= Beginning of Section =

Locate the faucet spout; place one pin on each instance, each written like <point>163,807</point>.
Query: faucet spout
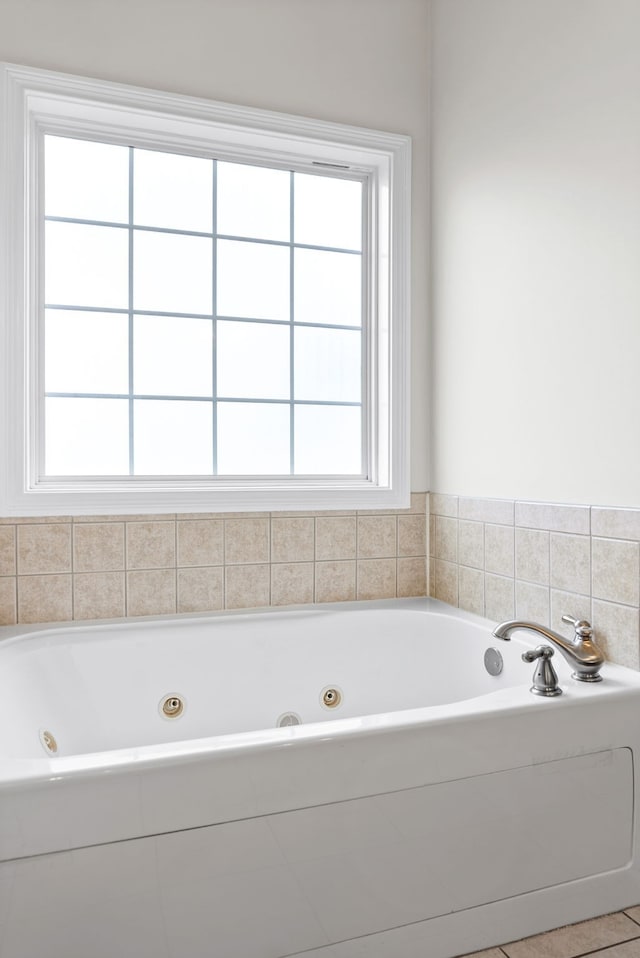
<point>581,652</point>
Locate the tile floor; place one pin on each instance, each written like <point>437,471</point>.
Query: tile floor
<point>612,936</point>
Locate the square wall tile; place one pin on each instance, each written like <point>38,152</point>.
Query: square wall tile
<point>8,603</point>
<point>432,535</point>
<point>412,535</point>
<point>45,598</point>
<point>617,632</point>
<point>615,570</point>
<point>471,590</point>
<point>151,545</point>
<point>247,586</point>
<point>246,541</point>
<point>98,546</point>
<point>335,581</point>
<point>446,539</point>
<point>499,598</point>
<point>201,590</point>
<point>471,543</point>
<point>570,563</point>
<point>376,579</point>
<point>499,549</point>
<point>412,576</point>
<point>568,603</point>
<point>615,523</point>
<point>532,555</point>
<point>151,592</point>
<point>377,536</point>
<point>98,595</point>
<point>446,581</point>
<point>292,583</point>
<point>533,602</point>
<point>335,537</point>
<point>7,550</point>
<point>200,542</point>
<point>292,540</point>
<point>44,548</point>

= End of Section =
= Beginning of Section =

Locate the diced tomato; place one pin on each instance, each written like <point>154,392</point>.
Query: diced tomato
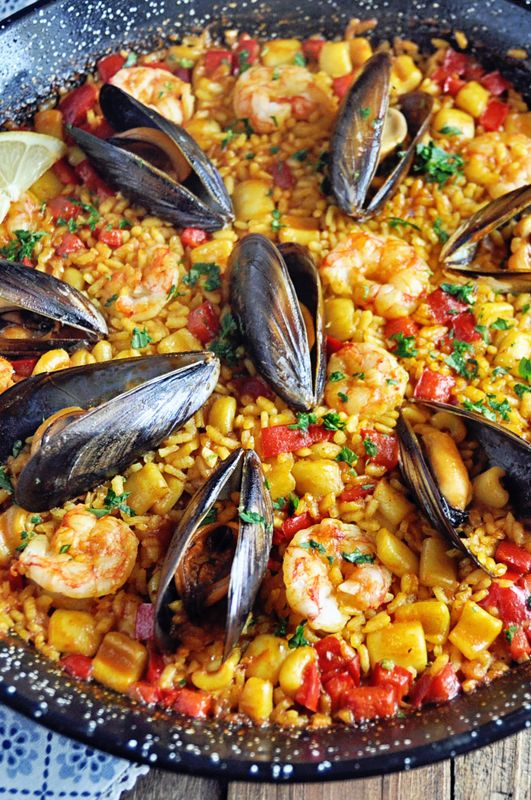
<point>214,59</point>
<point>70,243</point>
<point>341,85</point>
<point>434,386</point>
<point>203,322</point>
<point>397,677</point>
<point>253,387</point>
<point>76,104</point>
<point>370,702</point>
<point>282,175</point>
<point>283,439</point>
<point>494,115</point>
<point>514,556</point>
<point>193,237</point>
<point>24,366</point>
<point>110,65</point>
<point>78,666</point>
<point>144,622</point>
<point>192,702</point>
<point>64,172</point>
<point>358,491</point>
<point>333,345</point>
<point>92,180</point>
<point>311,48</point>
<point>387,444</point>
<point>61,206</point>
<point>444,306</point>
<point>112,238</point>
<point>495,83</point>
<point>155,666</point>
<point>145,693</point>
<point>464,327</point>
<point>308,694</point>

= End of Section =

**Task directions**. Starting at the line that contains "Locate the faucet" and ending at the line that contains "Locate the square", transcribe the material above exactly, excluding pictures.

**Response to this exercise**.
Locate the faucet spout; place one pin on each instance, each written like <point>163,807</point>.
Query: faucet spout
<point>581,652</point>
Locate the tile floor; place one pin on each instance, each written like <point>437,471</point>.
Query: tile floor
<point>612,936</point>
Locate the square wall tile; place one pin on each instance, each written like <point>38,152</point>.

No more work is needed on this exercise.